Data extract:

----

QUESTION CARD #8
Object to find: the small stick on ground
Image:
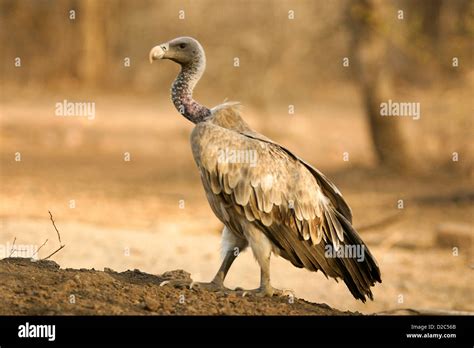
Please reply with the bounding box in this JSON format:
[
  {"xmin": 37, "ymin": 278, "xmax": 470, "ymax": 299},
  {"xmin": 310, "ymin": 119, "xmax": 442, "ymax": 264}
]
[
  {"xmin": 31, "ymin": 239, "xmax": 48, "ymax": 258},
  {"xmin": 8, "ymin": 237, "xmax": 16, "ymax": 257},
  {"xmin": 38, "ymin": 210, "xmax": 66, "ymax": 260}
]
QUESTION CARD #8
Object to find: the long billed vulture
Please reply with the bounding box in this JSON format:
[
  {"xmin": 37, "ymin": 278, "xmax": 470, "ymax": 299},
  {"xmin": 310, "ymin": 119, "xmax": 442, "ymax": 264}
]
[{"xmin": 149, "ymin": 37, "xmax": 381, "ymax": 302}]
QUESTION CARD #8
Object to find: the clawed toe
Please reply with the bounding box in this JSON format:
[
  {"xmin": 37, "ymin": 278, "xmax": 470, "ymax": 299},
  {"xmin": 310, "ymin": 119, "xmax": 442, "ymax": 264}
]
[{"xmin": 160, "ymin": 279, "xmax": 193, "ymax": 289}]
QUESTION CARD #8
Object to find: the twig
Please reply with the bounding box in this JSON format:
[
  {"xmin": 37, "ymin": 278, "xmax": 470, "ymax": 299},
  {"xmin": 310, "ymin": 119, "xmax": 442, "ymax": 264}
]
[
  {"xmin": 38, "ymin": 210, "xmax": 66, "ymax": 260},
  {"xmin": 48, "ymin": 210, "xmax": 62, "ymax": 245},
  {"xmin": 41, "ymin": 245, "xmax": 65, "ymax": 260},
  {"xmin": 31, "ymin": 239, "xmax": 48, "ymax": 258},
  {"xmin": 8, "ymin": 237, "xmax": 16, "ymax": 257}
]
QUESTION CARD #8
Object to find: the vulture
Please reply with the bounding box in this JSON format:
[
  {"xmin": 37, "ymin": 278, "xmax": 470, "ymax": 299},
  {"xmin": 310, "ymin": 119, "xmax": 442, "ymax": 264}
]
[{"xmin": 149, "ymin": 37, "xmax": 381, "ymax": 302}]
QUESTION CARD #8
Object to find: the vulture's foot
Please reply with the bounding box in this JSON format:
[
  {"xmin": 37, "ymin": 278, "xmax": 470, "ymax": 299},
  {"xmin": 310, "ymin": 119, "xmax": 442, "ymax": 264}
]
[
  {"xmin": 235, "ymin": 286, "xmax": 295, "ymax": 297},
  {"xmin": 189, "ymin": 281, "xmax": 232, "ymax": 293},
  {"xmin": 160, "ymin": 279, "xmax": 193, "ymax": 289}
]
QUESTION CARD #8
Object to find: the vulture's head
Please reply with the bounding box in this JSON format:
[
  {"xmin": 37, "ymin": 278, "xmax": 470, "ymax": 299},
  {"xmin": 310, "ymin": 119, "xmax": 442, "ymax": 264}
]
[{"xmin": 149, "ymin": 37, "xmax": 205, "ymax": 66}]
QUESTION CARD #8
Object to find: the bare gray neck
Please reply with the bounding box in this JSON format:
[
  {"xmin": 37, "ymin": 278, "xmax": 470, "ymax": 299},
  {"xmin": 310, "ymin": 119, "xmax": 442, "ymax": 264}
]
[{"xmin": 171, "ymin": 54, "xmax": 211, "ymax": 123}]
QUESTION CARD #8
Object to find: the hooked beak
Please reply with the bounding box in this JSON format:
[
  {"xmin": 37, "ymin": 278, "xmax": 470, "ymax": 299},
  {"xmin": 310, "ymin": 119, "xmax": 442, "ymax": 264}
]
[{"xmin": 148, "ymin": 43, "xmax": 169, "ymax": 63}]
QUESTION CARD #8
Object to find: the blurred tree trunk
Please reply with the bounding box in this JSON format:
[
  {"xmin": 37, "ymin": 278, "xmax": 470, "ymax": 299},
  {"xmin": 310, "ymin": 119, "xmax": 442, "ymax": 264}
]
[
  {"xmin": 347, "ymin": 0, "xmax": 410, "ymax": 171},
  {"xmin": 77, "ymin": 0, "xmax": 109, "ymax": 85}
]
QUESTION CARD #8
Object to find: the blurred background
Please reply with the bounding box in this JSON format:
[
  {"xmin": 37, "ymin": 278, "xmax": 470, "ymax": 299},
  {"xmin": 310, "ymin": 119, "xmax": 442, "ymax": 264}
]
[{"xmin": 0, "ymin": 0, "xmax": 474, "ymax": 313}]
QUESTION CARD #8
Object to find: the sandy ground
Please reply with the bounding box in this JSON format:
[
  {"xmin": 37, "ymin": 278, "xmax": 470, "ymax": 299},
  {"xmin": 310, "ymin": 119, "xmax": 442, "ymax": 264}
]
[
  {"xmin": 0, "ymin": 91, "xmax": 474, "ymax": 314},
  {"xmin": 0, "ymin": 258, "xmax": 360, "ymax": 315}
]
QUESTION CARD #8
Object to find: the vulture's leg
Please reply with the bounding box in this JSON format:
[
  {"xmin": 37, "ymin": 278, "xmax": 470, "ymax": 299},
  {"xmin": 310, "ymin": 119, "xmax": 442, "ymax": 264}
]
[
  {"xmin": 240, "ymin": 228, "xmax": 293, "ymax": 297},
  {"xmin": 192, "ymin": 227, "xmax": 248, "ymax": 292},
  {"xmin": 161, "ymin": 227, "xmax": 248, "ymax": 292}
]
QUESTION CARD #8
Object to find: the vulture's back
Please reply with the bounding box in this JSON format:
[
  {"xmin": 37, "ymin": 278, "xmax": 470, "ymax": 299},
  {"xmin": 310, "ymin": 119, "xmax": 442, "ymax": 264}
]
[{"xmin": 191, "ymin": 105, "xmax": 381, "ymax": 301}]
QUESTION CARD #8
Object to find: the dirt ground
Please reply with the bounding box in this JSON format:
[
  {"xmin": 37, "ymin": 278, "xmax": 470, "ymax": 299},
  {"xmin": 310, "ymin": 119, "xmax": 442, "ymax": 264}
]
[
  {"xmin": 0, "ymin": 90, "xmax": 474, "ymax": 314},
  {"xmin": 0, "ymin": 258, "xmax": 359, "ymax": 315}
]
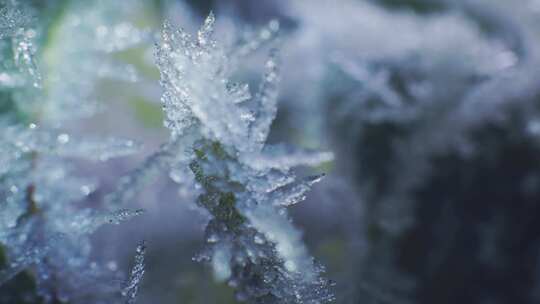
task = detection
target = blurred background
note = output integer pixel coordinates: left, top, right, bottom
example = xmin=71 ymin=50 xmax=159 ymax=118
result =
xmin=3 ymin=0 xmax=540 ymax=304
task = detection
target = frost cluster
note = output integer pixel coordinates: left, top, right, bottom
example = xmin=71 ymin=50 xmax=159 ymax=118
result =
xmin=0 ymin=1 xmax=148 ymax=303
xmin=148 ymin=14 xmax=333 ymax=303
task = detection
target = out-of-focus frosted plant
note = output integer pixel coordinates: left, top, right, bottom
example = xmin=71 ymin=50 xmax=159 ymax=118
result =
xmin=109 ymin=14 xmax=333 ymax=303
xmin=272 ymin=0 xmax=540 ymax=303
xmin=0 ymin=1 xmax=149 ymax=303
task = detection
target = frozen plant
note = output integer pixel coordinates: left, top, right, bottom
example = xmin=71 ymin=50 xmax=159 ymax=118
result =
xmin=139 ymin=14 xmax=333 ymax=303
xmin=0 ymin=1 xmax=148 ymax=303
xmin=122 ymin=242 xmax=146 ymax=304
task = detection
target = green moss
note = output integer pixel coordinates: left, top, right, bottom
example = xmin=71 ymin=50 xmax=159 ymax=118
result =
xmin=129 ymin=96 xmax=163 ymax=128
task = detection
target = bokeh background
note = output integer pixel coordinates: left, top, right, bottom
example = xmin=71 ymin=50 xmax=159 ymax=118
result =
xmin=2 ymin=0 xmax=540 ymax=304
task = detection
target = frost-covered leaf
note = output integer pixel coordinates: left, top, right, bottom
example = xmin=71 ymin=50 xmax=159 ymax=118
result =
xmin=122 ymin=242 xmax=146 ymax=304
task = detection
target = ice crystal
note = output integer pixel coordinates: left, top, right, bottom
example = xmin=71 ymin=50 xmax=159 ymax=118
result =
xmin=0 ymin=1 xmax=146 ymax=303
xmin=150 ymin=14 xmax=333 ymax=303
xmin=122 ymin=242 xmax=146 ymax=304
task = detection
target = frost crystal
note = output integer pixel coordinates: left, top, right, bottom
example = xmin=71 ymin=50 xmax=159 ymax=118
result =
xmin=150 ymin=14 xmax=333 ymax=303
xmin=122 ymin=242 xmax=146 ymax=304
xmin=0 ymin=0 xmax=146 ymax=303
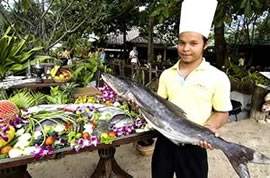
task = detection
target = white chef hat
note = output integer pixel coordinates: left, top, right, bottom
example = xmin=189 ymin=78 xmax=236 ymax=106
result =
xmin=179 ymin=0 xmax=217 ymax=38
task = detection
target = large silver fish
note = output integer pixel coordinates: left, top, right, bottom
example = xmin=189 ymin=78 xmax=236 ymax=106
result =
xmin=102 ymin=73 xmax=270 ymax=178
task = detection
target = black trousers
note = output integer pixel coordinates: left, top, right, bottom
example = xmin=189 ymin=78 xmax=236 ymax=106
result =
xmin=152 ymin=136 xmax=208 ymax=178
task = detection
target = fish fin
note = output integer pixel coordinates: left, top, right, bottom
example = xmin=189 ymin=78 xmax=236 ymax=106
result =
xmin=222 ymin=143 xmax=270 ymax=178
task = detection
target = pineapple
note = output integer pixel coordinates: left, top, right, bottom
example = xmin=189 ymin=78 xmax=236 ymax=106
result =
xmin=0 ymin=100 xmax=19 ymax=123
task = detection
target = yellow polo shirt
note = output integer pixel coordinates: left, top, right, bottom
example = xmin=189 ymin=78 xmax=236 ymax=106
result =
xmin=157 ymin=59 xmax=232 ymax=125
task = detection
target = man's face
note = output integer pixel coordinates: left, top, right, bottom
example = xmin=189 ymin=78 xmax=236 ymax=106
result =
xmin=177 ymin=32 xmax=207 ymax=63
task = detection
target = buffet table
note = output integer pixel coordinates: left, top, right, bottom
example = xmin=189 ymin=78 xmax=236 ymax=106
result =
xmin=0 ymin=131 xmax=159 ymax=178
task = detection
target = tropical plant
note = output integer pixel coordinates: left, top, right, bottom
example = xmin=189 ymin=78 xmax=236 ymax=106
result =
xmin=71 ymin=57 xmax=103 ymax=87
xmin=47 ymin=83 xmax=78 ymax=104
xmin=0 ymin=27 xmax=50 ymax=79
xmin=226 ymin=61 xmax=270 ymax=86
xmin=5 ymin=89 xmax=46 ymax=109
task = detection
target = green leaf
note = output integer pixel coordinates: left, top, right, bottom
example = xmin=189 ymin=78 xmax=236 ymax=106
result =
xmin=160 ymin=0 xmax=168 ymax=5
xmin=150 ymin=5 xmax=163 ymax=17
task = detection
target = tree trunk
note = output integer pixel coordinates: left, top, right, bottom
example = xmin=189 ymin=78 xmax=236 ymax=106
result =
xmin=214 ymin=20 xmax=228 ymax=69
xmin=249 ymin=85 xmax=269 ymax=120
xmin=147 ymin=16 xmax=154 ymax=63
xmin=123 ymin=26 xmax=128 ymax=63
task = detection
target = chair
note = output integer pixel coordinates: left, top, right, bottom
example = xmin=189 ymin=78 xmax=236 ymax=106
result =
xmin=229 ymin=100 xmax=242 ymax=122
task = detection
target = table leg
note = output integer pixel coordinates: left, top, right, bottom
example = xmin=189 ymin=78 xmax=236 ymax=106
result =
xmin=91 ymin=147 xmax=132 ymax=178
xmin=0 ymin=165 xmax=31 ymax=178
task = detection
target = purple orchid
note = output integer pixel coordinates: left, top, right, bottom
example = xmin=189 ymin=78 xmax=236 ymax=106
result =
xmin=31 ymin=144 xmax=53 ymax=158
xmin=0 ymin=124 xmax=10 ymax=142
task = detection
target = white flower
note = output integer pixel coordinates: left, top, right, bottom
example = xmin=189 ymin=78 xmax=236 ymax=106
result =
xmin=8 ymin=148 xmax=23 ymax=158
xmin=113 ymin=101 xmax=121 ymax=107
xmin=14 ymin=140 xmax=30 ymax=149
xmin=18 ymin=133 xmax=32 ymax=141
xmin=54 ymin=124 xmax=65 ymax=132
xmin=15 ymin=128 xmax=25 ymax=137
xmin=23 ymin=146 xmax=36 ymax=155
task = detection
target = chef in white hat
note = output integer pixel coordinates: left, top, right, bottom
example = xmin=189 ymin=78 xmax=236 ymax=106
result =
xmin=152 ymin=0 xmax=232 ymax=178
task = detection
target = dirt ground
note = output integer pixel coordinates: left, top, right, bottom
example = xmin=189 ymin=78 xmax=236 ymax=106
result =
xmin=28 ymin=119 xmax=270 ymax=178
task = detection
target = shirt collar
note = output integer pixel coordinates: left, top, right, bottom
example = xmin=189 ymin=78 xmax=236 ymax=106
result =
xmin=172 ymin=57 xmax=210 ymax=71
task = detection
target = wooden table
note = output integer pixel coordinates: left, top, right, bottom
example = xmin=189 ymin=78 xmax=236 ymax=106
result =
xmin=0 ymin=131 xmax=159 ymax=178
xmin=11 ymin=79 xmax=66 ymax=89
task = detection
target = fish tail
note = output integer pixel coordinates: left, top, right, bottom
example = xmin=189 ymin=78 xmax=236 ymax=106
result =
xmin=222 ymin=143 xmax=270 ymax=178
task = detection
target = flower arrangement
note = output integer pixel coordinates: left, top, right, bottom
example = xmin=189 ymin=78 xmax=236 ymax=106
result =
xmin=0 ymin=86 xmax=150 ymax=159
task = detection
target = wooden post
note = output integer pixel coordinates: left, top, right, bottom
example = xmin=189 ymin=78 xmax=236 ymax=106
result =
xmin=249 ymin=85 xmax=269 ymax=121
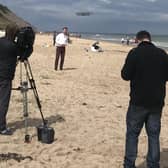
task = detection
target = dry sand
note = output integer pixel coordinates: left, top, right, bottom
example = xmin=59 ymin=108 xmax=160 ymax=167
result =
xmin=0 ymin=35 xmax=168 ymax=168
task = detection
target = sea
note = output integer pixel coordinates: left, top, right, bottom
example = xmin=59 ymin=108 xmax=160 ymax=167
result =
xmin=81 ymin=33 xmax=168 ymax=49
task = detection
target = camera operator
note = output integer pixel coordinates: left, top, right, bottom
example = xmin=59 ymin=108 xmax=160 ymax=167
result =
xmin=0 ymin=24 xmax=18 ymax=135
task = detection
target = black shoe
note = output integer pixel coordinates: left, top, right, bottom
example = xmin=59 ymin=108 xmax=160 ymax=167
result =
xmin=0 ymin=128 xmax=13 ymax=135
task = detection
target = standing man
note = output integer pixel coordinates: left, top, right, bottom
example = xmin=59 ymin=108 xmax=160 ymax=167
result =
xmin=0 ymin=24 xmax=18 ymax=135
xmin=121 ymin=31 xmax=168 ymax=168
xmin=53 ymin=31 xmax=57 ymax=46
xmin=55 ymin=27 xmax=69 ymax=70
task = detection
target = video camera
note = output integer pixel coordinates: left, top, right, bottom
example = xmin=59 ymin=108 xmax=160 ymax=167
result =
xmin=14 ymin=26 xmax=35 ymax=62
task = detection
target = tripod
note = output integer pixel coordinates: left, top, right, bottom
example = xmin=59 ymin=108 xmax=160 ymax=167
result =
xmin=13 ymin=59 xmax=47 ymax=143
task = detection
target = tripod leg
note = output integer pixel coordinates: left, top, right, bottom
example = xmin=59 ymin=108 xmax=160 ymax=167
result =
xmin=21 ymin=81 xmax=30 ymax=143
xmin=24 ymin=60 xmax=47 ymax=125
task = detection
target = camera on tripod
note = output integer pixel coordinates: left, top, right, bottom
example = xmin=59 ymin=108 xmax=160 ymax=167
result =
xmin=14 ymin=26 xmax=35 ymax=62
xmin=13 ymin=27 xmax=55 ymax=144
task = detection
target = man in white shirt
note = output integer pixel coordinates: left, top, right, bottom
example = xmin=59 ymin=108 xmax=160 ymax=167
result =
xmin=55 ymin=27 xmax=69 ymax=70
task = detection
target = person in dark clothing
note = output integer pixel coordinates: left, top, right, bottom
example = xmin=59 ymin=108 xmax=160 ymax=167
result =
xmin=0 ymin=24 xmax=17 ymax=135
xmin=121 ymin=31 xmax=168 ymax=168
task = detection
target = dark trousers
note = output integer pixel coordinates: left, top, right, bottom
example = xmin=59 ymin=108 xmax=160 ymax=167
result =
xmin=0 ymin=79 xmax=12 ymax=131
xmin=55 ymin=47 xmax=65 ymax=70
xmin=124 ymin=105 xmax=162 ymax=168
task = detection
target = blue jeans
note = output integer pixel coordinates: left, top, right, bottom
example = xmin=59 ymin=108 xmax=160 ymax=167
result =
xmin=124 ymin=105 xmax=162 ymax=168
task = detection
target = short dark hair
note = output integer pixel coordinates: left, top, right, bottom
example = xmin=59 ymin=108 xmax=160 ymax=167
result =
xmin=136 ymin=30 xmax=151 ymax=41
xmin=62 ymin=27 xmax=68 ymax=30
xmin=5 ymin=23 xmax=19 ymax=41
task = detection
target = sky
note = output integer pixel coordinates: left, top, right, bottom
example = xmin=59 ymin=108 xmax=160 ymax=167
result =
xmin=0 ymin=0 xmax=168 ymax=34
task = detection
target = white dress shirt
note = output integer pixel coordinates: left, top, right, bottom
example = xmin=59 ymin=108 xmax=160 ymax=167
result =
xmin=56 ymin=33 xmax=68 ymax=47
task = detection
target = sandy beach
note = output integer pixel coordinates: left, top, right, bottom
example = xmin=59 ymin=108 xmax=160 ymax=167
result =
xmin=0 ymin=35 xmax=168 ymax=168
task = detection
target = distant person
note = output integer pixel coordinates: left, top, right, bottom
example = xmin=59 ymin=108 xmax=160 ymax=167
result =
xmin=0 ymin=24 xmax=18 ymax=135
xmin=53 ymin=31 xmax=57 ymax=46
xmin=121 ymin=31 xmax=168 ymax=168
xmin=121 ymin=37 xmax=125 ymax=44
xmin=91 ymin=41 xmax=102 ymax=52
xmin=55 ymin=27 xmax=70 ymax=70
xmin=126 ymin=36 xmax=130 ymax=45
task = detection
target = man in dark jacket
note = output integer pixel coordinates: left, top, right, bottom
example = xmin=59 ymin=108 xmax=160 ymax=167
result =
xmin=121 ymin=31 xmax=168 ymax=168
xmin=0 ymin=24 xmax=17 ymax=135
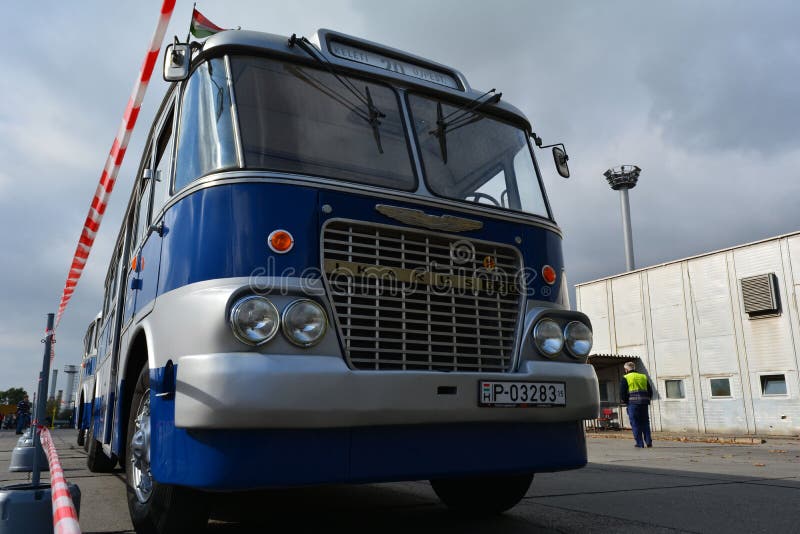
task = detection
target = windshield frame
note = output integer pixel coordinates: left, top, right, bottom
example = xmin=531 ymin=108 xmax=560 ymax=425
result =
xmin=226 ymin=50 xmax=422 ymax=195
xmin=403 ymin=88 xmax=555 ymax=222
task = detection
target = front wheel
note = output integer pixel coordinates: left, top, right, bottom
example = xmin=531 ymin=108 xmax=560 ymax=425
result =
xmin=431 ymin=473 xmax=533 ymax=516
xmin=83 ymin=414 xmax=117 ymax=473
xmin=125 ymin=367 xmax=208 ymax=534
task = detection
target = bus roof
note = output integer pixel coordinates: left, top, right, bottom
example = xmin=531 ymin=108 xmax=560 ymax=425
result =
xmin=201 ymin=29 xmax=531 ymax=130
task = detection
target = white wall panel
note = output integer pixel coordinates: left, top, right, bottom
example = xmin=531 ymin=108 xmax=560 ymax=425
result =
xmin=577 ymin=281 xmax=613 ymax=354
xmin=657 ymin=378 xmax=699 ymax=432
xmin=611 ymin=273 xmax=644 ymax=354
xmin=786 ymin=235 xmax=800 ymax=285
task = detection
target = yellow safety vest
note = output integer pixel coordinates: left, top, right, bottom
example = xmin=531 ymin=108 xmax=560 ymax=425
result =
xmin=625 ymin=372 xmax=647 ymax=393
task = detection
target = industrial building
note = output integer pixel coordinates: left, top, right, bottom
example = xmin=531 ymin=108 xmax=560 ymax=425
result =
xmin=576 ymin=232 xmax=800 ymax=435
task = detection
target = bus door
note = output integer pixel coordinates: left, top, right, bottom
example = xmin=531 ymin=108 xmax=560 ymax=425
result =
xmin=92 ymin=243 xmax=123 ymax=443
xmin=123 ymin=105 xmax=174 ymax=325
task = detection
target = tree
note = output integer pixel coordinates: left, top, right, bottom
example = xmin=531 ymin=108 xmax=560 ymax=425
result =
xmin=0 ymin=388 xmax=28 ymax=405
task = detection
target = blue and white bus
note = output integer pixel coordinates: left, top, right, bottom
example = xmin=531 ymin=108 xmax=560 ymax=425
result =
xmin=75 ymin=313 xmax=101 ymax=446
xmin=87 ymin=30 xmax=599 ymax=532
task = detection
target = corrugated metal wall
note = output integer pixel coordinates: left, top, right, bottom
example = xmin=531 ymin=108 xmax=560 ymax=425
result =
xmin=576 ymin=234 xmax=800 ymax=435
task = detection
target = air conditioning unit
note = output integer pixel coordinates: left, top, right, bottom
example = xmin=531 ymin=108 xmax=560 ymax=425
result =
xmin=739 ymin=273 xmax=781 ymax=319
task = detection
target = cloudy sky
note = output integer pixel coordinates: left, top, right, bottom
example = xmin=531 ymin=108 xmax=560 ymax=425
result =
xmin=0 ymin=0 xmax=800 ymax=398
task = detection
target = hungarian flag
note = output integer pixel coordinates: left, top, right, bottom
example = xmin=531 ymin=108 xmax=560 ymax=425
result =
xmin=189 ymin=9 xmax=225 ymax=39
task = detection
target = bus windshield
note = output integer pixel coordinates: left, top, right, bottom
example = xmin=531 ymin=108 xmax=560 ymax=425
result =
xmin=231 ymin=56 xmax=416 ymax=191
xmin=409 ymin=95 xmax=548 ymax=217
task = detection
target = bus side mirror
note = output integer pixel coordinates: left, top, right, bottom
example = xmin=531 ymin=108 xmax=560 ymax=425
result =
xmin=553 ymin=146 xmax=569 ymax=178
xmin=164 ymin=42 xmax=192 ymax=82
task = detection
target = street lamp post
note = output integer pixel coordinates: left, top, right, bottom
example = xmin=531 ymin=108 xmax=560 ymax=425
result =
xmin=603 ymin=165 xmax=642 ymax=271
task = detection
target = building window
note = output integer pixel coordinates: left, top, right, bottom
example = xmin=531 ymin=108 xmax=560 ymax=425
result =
xmin=664 ymin=380 xmax=686 ymax=399
xmin=600 ymin=382 xmax=611 ymax=402
xmin=761 ymin=375 xmax=787 ymax=395
xmin=709 ymin=378 xmax=731 ymax=397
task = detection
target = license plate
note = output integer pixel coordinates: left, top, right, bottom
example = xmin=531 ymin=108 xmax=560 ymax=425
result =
xmin=478 ymin=380 xmax=567 ymax=408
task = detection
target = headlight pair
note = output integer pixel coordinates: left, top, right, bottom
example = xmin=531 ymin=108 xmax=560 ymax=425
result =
xmin=533 ymin=319 xmax=592 ymax=358
xmin=230 ymin=295 xmax=328 ymax=347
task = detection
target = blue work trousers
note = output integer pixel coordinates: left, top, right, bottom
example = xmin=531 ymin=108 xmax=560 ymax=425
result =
xmin=628 ymin=404 xmax=653 ymax=447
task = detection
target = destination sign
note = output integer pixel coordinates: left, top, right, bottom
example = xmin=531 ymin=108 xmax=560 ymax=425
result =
xmin=330 ymin=40 xmax=461 ymax=89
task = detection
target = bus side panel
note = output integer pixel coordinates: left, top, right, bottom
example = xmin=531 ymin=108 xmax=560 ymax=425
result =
xmin=156 ymin=183 xmax=319 ymax=300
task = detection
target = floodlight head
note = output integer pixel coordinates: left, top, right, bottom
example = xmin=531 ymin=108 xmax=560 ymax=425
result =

----

The request:
Tally the lines in the items above that contain the word "wooden" and give only the number.

Finished answer:
2